◆ WHAT TO PRODUCE: Return the lines of the records from the very start through the line that contains "column 406, row 237", inclusive, copied without any change. Leave the pictures out of your answer.

_ _ _ _

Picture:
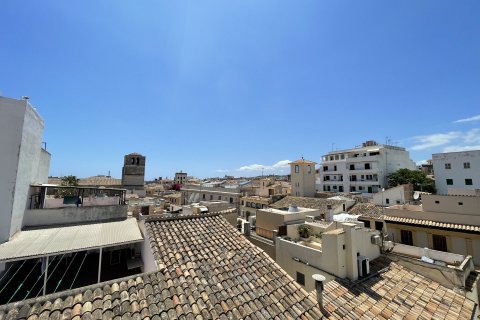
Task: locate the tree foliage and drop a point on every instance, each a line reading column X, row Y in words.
column 304, row 231
column 69, row 181
column 176, row 187
column 417, row 178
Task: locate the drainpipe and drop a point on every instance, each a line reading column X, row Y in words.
column 319, row 280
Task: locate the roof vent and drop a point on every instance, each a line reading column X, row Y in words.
column 293, row 208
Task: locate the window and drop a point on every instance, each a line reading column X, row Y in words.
column 439, row 242
column 301, row 278
column 406, row 237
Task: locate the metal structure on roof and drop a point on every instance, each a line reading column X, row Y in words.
column 51, row 241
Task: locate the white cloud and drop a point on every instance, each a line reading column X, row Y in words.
column 474, row 118
column 434, row 140
column 258, row 167
column 472, row 136
column 460, row 148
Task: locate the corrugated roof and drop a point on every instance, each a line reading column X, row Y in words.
column 208, row 270
column 306, row 202
column 432, row 224
column 42, row 242
column 396, row 293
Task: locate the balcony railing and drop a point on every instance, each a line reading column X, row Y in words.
column 50, row 197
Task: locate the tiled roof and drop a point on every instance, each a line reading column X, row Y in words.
column 306, row 202
column 367, row 210
column 208, row 270
column 303, row 161
column 208, row 261
column 100, row 181
column 397, row 293
column 55, row 240
column 433, row 224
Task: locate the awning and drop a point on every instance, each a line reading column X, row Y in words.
column 30, row 244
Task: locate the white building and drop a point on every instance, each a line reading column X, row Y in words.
column 456, row 170
column 363, row 169
column 180, row 178
column 23, row 161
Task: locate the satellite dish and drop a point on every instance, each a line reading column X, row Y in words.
column 416, row 195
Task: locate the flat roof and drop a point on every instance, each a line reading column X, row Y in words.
column 58, row 240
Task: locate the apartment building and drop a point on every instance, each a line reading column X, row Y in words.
column 363, row 169
column 180, row 178
column 456, row 170
column 449, row 223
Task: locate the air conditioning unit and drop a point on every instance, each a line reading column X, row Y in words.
column 363, row 265
column 375, row 239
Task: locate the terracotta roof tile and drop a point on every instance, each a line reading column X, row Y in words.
column 396, row 293
column 208, row 271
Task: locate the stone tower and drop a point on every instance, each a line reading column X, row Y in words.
column 133, row 172
column 303, row 178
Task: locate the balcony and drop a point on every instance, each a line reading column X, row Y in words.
column 63, row 205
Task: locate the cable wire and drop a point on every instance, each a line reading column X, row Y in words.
column 6, row 272
column 48, row 278
column 78, row 270
column 68, row 267
column 6, row 284
column 21, row 284
column 39, row 277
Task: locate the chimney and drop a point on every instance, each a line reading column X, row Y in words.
column 329, row 214
column 319, row 279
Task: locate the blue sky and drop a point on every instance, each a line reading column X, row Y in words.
column 228, row 87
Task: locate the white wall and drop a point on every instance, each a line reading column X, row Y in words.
column 21, row 131
column 457, row 172
column 28, row 161
column 395, row 195
column 11, row 124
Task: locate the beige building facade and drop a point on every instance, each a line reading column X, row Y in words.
column 444, row 222
column 339, row 253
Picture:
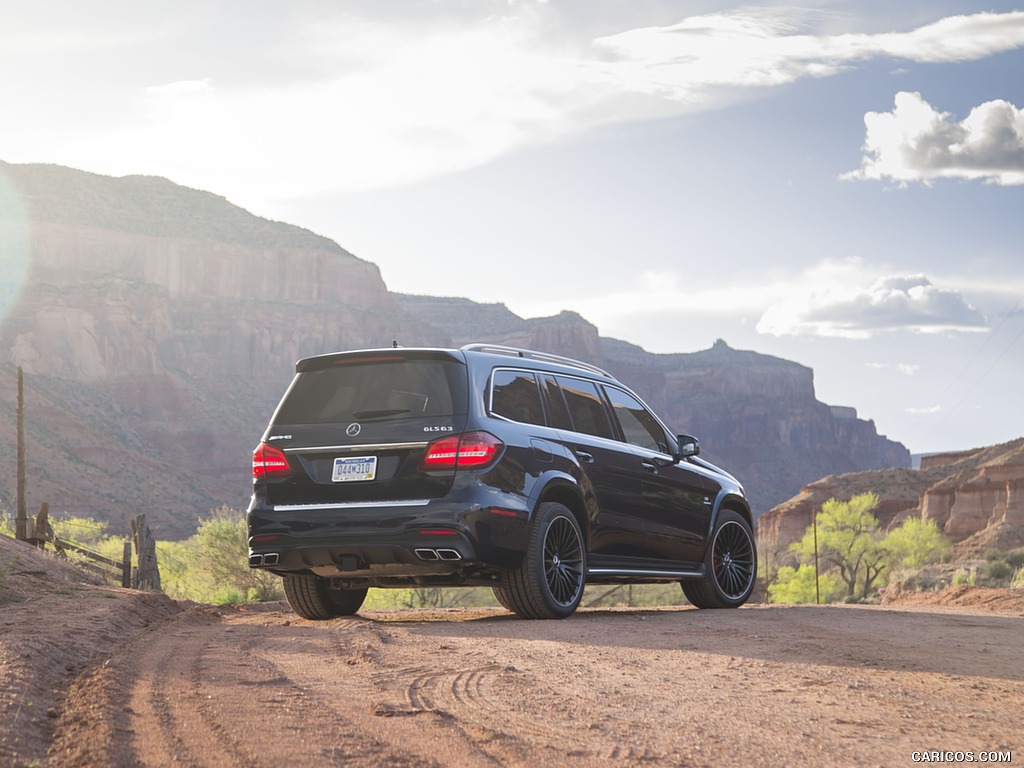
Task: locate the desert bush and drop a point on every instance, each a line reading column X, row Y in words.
column 965, row 576
column 1018, row 581
column 797, row 586
column 1015, row 557
column 997, row 570
column 919, row 581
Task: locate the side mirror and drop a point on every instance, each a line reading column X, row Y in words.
column 688, row 445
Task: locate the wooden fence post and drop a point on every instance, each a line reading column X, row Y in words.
column 20, row 514
column 147, row 573
column 126, row 566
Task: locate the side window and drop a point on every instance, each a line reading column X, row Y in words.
column 514, row 395
column 639, row 426
column 556, row 403
column 586, row 407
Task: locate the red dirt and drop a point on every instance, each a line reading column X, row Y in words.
column 94, row 676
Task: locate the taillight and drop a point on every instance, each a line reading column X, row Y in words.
column 470, row 451
column 269, row 462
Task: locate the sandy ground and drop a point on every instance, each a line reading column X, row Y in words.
column 95, row 676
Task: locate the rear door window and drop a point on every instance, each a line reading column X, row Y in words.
column 375, row 390
column 586, row 407
column 638, row 424
column 514, row 395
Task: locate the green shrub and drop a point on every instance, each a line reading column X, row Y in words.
column 997, row 570
column 1015, row 557
column 963, row 576
column 1018, row 582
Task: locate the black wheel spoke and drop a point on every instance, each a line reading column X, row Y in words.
column 563, row 561
column 733, row 560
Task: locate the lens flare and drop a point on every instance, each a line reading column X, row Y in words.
column 15, row 245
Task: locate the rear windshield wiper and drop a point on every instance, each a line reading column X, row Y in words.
column 380, row 414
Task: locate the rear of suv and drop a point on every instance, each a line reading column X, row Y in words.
column 529, row 473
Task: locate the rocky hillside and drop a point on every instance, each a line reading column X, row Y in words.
column 157, row 327
column 975, row 497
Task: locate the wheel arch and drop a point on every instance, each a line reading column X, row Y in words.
column 563, row 491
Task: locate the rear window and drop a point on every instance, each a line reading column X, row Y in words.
column 375, row 390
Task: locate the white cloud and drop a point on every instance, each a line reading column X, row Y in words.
column 895, row 302
column 915, row 142
column 345, row 103
column 758, row 47
column 906, row 369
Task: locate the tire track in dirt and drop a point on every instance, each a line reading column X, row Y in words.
column 206, row 694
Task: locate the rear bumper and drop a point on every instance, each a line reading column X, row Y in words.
column 383, row 540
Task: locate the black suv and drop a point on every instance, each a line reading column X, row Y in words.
column 529, row 473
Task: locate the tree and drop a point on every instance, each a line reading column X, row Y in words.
column 849, row 540
column 222, row 546
column 915, row 543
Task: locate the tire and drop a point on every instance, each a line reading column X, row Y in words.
column 310, row 597
column 730, row 565
column 549, row 583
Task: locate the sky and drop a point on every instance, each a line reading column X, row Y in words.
column 838, row 183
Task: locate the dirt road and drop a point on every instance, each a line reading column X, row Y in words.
column 759, row 686
column 93, row 676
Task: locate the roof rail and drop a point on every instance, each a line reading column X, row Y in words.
column 540, row 356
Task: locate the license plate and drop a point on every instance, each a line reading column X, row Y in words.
column 354, row 468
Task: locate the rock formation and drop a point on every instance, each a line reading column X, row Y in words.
column 158, row 327
column 975, row 497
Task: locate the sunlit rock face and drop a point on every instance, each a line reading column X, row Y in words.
column 158, row 327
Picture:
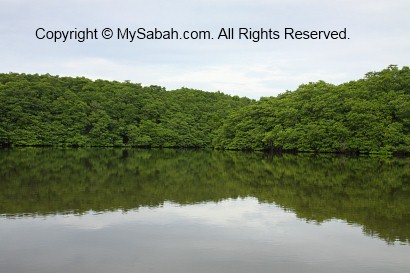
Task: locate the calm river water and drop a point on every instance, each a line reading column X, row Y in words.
column 116, row 210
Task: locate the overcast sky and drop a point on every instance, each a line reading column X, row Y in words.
column 379, row 32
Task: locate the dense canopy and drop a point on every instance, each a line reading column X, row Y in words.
column 370, row 115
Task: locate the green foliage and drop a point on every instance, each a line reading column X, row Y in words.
column 48, row 110
column 371, row 115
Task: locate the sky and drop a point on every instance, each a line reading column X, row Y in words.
column 378, row 32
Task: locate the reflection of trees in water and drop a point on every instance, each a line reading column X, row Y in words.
column 371, row 192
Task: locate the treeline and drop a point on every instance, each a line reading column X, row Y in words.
column 51, row 110
column 370, row 115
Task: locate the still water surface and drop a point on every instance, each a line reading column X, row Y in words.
column 114, row 210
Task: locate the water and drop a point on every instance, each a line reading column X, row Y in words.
column 114, row 210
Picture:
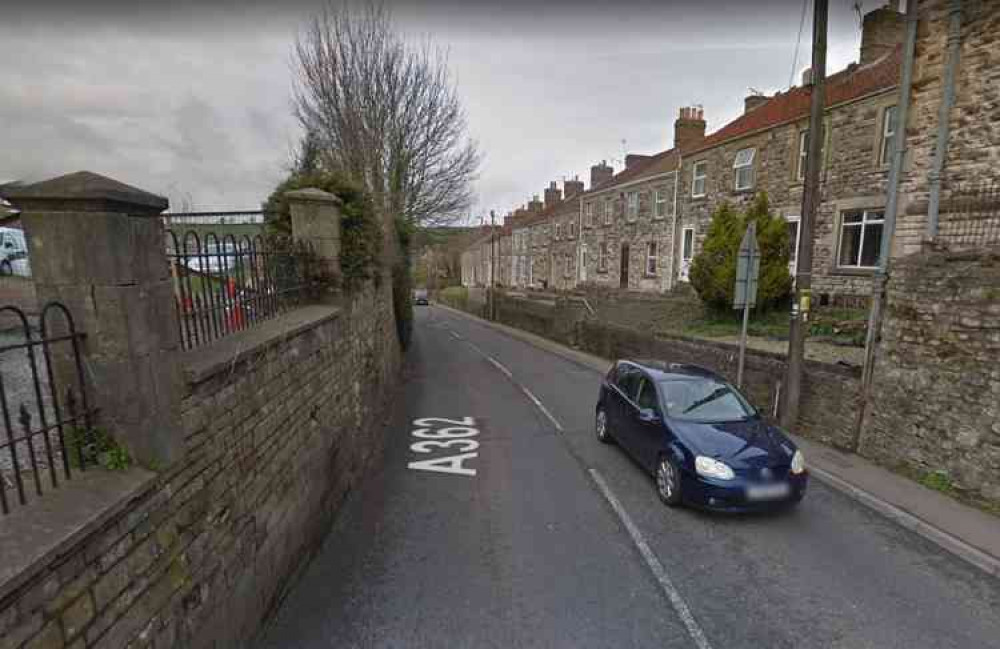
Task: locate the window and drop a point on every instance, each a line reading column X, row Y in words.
column 743, row 164
column 860, row 239
column 803, row 154
column 628, row 380
column 647, row 395
column 651, row 258
column 698, row 173
column 632, row 205
column 888, row 131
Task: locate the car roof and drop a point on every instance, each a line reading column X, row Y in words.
column 664, row 371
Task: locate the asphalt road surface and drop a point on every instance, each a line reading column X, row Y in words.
column 519, row 529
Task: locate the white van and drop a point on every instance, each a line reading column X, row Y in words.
column 14, row 253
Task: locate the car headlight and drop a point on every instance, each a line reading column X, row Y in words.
column 712, row 468
column 798, row 462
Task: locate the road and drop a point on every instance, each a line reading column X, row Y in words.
column 560, row 541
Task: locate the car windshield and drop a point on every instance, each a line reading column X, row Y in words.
column 699, row 398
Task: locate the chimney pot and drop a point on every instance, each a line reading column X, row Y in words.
column 881, row 31
column 689, row 128
column 600, row 174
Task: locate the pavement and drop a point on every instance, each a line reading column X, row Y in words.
column 517, row 528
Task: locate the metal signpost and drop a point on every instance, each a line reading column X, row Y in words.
column 745, row 295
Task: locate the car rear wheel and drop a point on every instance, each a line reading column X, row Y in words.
column 668, row 482
column 601, row 427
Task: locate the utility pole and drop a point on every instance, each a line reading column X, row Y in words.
column 810, row 201
column 493, row 266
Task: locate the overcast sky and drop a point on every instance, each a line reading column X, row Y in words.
column 191, row 98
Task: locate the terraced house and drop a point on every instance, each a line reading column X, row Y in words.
column 765, row 150
column 639, row 229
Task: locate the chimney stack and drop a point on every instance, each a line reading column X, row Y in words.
column 881, row 31
column 552, row 195
column 572, row 187
column 631, row 159
column 750, row 102
column 600, row 174
column 689, row 129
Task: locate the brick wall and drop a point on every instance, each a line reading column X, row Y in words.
column 935, row 401
column 275, row 440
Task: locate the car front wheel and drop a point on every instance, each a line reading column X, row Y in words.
column 668, row 482
column 601, row 427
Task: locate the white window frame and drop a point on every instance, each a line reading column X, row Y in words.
column 631, row 206
column 702, row 166
column 651, row 259
column 868, row 218
column 743, row 162
column 884, row 153
column 686, row 257
column 659, row 201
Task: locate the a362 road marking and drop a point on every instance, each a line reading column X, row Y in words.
column 454, row 435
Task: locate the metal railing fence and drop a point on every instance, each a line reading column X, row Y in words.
column 48, row 431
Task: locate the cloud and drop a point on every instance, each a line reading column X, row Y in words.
column 192, row 97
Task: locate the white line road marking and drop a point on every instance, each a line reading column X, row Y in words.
column 654, row 564
column 545, row 411
column 499, row 366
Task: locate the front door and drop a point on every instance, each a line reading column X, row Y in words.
column 687, row 254
column 623, row 277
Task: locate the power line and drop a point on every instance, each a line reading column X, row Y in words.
column 798, row 43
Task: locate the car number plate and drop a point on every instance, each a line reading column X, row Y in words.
column 768, row 492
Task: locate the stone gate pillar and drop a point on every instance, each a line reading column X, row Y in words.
column 316, row 220
column 97, row 246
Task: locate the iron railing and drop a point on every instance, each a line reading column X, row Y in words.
column 970, row 218
column 224, row 283
column 48, row 432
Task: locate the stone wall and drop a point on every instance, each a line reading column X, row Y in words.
column 935, row 402
column 280, row 422
column 973, row 150
column 831, row 393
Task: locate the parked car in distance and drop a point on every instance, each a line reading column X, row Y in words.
column 700, row 438
column 14, row 253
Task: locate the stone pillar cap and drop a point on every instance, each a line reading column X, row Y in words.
column 312, row 194
column 84, row 191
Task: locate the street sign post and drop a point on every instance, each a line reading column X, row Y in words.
column 745, row 295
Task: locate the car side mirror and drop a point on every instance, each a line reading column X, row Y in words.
column 648, row 415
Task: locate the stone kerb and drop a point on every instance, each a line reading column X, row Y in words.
column 316, row 218
column 97, row 247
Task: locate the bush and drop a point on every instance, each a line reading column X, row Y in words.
column 713, row 271
column 360, row 230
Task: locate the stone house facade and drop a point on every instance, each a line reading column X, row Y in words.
column 764, row 150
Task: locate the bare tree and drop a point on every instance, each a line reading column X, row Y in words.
column 385, row 113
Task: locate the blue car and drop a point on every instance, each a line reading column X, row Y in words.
column 699, row 437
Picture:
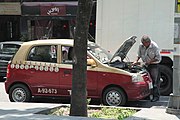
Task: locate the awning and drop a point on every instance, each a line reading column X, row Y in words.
column 49, row 8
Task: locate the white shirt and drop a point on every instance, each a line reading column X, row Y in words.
column 147, row 54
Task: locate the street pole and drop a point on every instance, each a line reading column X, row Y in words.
column 174, row 100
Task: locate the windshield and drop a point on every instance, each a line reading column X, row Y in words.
column 99, row 53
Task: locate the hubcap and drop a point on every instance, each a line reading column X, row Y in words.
column 19, row 95
column 113, row 98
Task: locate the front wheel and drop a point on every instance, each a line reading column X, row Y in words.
column 19, row 93
column 114, row 96
column 166, row 80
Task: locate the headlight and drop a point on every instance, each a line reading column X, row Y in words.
column 137, row 78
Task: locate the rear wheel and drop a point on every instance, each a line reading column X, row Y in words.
column 166, row 75
column 114, row 96
column 19, row 93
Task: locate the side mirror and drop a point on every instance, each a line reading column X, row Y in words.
column 91, row 62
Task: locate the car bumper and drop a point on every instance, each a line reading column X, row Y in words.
column 139, row 90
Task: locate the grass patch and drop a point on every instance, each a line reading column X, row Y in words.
column 96, row 112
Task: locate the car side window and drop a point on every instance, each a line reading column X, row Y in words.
column 43, row 53
column 9, row 49
column 67, row 54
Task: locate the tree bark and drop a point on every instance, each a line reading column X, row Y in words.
column 79, row 95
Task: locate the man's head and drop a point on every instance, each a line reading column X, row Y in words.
column 146, row 41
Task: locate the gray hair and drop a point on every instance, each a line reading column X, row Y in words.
column 145, row 38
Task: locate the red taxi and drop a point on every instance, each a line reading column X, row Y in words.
column 44, row 68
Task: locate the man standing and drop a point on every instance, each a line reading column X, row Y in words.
column 150, row 55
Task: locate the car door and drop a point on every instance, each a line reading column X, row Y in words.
column 66, row 73
column 43, row 75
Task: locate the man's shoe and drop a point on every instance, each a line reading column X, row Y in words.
column 155, row 99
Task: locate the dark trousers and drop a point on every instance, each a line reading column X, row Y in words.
column 153, row 70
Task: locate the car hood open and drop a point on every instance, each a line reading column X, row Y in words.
column 124, row 48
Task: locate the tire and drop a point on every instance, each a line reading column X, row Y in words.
column 19, row 93
column 114, row 96
column 166, row 80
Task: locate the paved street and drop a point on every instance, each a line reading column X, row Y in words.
column 139, row 104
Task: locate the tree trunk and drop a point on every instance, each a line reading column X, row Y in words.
column 79, row 95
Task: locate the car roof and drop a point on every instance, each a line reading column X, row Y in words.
column 12, row 42
column 51, row 41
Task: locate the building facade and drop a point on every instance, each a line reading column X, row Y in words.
column 28, row 20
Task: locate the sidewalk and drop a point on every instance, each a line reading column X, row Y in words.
column 26, row 111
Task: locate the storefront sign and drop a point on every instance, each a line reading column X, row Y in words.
column 53, row 10
column 10, row 8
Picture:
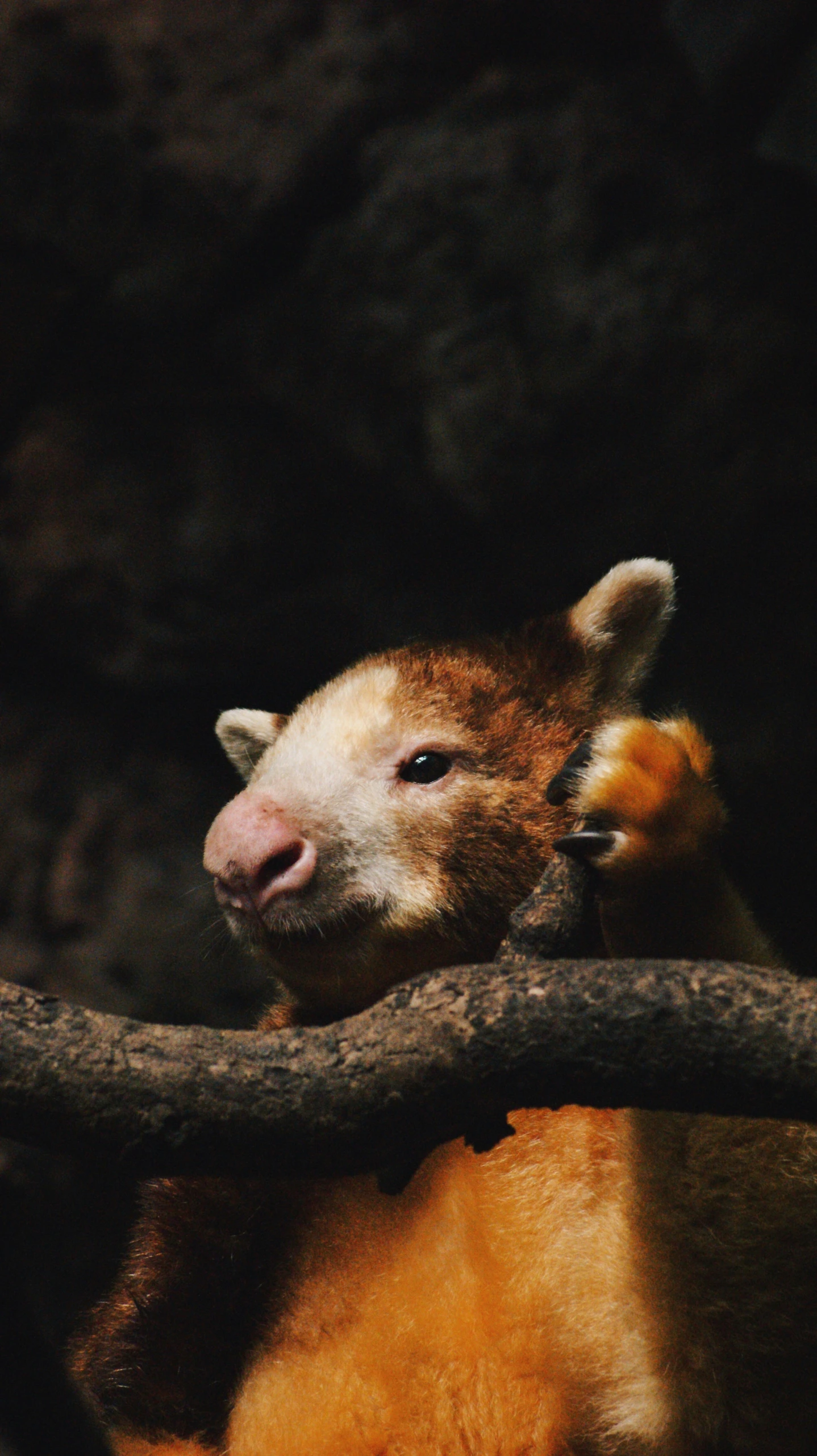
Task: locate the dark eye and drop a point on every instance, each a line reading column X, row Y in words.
column 426, row 767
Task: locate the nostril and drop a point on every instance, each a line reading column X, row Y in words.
column 277, row 865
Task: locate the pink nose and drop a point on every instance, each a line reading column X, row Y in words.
column 254, row 854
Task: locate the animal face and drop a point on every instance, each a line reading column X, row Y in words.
column 399, row 814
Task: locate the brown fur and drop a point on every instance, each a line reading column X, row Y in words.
column 602, row 1282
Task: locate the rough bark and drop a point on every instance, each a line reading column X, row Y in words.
column 445, row 1054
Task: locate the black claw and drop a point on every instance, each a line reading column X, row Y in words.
column 586, row 844
column 562, row 785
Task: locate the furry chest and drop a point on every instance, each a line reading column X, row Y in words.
column 480, row 1311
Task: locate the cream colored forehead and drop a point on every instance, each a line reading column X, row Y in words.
column 361, row 717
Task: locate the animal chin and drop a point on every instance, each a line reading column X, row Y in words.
column 298, row 927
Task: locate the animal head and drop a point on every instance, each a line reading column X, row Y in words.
column 398, row 816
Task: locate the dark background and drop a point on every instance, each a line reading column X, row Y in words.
column 324, row 325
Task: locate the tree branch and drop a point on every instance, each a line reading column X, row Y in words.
column 445, row 1054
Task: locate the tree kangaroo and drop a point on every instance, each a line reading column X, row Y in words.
column 603, row 1282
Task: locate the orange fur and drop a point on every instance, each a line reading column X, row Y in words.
column 663, row 890
column 608, row 1283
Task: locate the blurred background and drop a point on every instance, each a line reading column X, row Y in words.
column 327, row 324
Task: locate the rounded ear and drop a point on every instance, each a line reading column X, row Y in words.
column 245, row 735
column 622, row 621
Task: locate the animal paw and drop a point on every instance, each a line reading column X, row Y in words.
column 644, row 797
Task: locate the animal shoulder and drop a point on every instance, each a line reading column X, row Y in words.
column 562, row 1292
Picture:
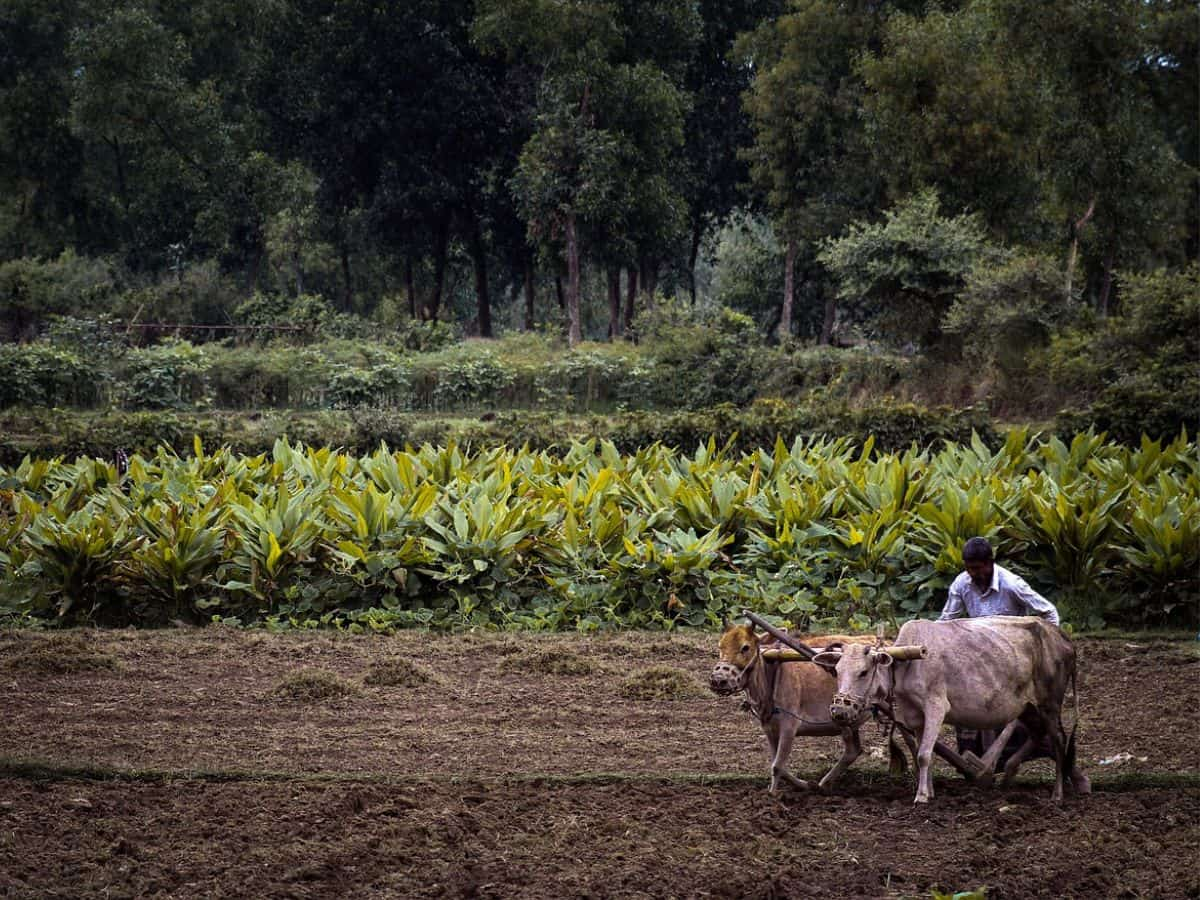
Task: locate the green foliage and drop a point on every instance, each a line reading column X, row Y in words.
column 1140, row 369
column 821, row 532
column 171, row 375
column 903, row 274
column 40, row 375
column 34, row 289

_ _ _ _

◆ ANSWER:
Picture:
Task: locate the tree foliage and drop a point on every instance, each a line reading column X, row Y in words.
column 304, row 231
column 69, row 181
column 176, row 187
column 417, row 178
Task: locate the drainpipe and drop a point on every instance, each a line reading column X, row Y in words.
column 319, row 280
Task: locate the roof vent and drop a point on every instance, each a line reading column X, row Y in words.
column 293, row 208
Task: locate the window and drop a point on every instance, each a line reading column X, row Y in words.
column 439, row 242
column 301, row 278
column 406, row 237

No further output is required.